Dataset items:
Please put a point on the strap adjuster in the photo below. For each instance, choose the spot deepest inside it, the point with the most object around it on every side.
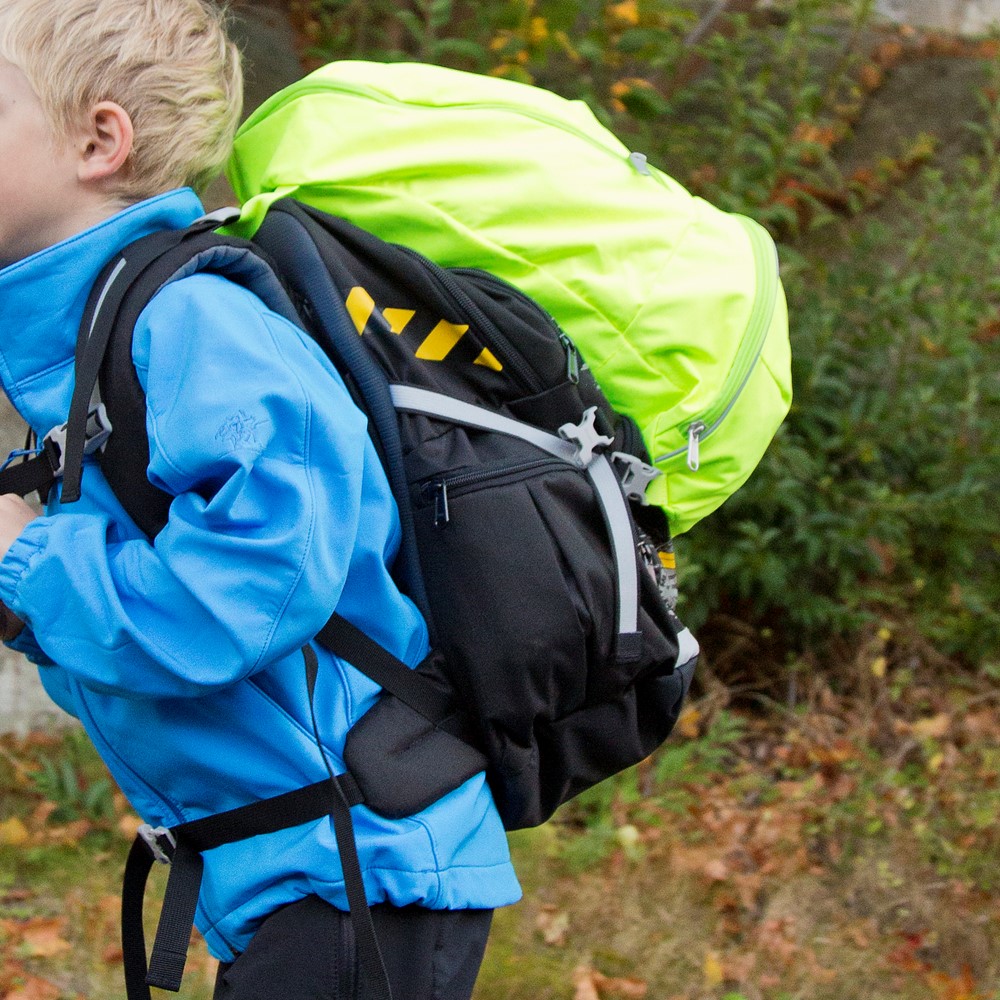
(585, 435)
(635, 475)
(160, 841)
(97, 434)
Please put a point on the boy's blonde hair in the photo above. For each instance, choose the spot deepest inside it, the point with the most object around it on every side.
(168, 63)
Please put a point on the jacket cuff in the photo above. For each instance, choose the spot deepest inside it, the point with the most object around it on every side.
(18, 560)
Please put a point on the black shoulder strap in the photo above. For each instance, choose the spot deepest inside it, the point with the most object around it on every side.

### Exercise
Transcribe the records above exactly as they appear, leaving out any pictures.

### Answer space
Please put a point on the strap adjuster in the photo below. For each instance, choose the spot deepest inside it, the point with the most object around it on every side.
(585, 435)
(635, 475)
(160, 841)
(97, 434)
Please put a point on the boy's blonde hair in the photo above. For each instance, choose the spot deepest inside it, the point with the most object around it on every side.
(168, 63)
Please put a point on the jacket cuff in the photo above. For each instance, choose the spot deepest inside it, the point with the most object around it on every side.
(18, 560)
Please put a point on the black shoulder strap in the photo above. For each instance, choose the spot deepest inside it, the point with the most object around it on every side.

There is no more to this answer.